== Segment start ==
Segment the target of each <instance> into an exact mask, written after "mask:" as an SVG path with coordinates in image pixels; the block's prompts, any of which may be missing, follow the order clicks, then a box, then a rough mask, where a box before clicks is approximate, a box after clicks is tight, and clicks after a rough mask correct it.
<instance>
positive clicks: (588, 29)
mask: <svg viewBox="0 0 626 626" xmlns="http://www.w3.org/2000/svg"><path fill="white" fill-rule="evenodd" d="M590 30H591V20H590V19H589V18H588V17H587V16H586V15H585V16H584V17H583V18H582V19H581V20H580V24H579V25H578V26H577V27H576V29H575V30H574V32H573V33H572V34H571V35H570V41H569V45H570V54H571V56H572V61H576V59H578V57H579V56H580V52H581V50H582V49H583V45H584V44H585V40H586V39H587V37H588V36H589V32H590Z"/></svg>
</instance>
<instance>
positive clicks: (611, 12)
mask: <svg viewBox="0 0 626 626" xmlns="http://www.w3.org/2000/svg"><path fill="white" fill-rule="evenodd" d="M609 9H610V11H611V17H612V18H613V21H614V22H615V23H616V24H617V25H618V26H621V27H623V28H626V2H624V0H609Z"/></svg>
== Segment end ==
Reproduce each record exactly as it appears.

Segment the target of each <instance> into an exact mask, written after "mask:" as an SVG path with coordinates in image pixels; the block's prompts, any of which may be missing, follow the order clicks, then a box, then a rough mask, where a box before clicks is approximate, a box after clicks is tight, and clicks after a rough mask correct it.
<instance>
positive clicks: (588, 29)
mask: <svg viewBox="0 0 626 626" xmlns="http://www.w3.org/2000/svg"><path fill="white" fill-rule="evenodd" d="M590 30H591V20H590V19H589V18H588V17H587V16H586V15H585V16H584V17H583V18H582V19H581V20H580V24H579V25H578V26H577V27H576V29H575V30H574V32H573V33H572V34H571V35H570V41H569V45H570V54H571V56H572V61H576V59H578V57H579V56H580V52H581V50H582V49H583V45H584V44H585V40H586V39H587V37H588V36H589V32H590Z"/></svg>
</instance>
<instance>
positive clicks: (611, 12)
mask: <svg viewBox="0 0 626 626" xmlns="http://www.w3.org/2000/svg"><path fill="white" fill-rule="evenodd" d="M609 9H610V11H611V17H612V18H613V21H614V22H615V23H616V24H617V25H618V26H621V27H623V28H626V2H624V0H609Z"/></svg>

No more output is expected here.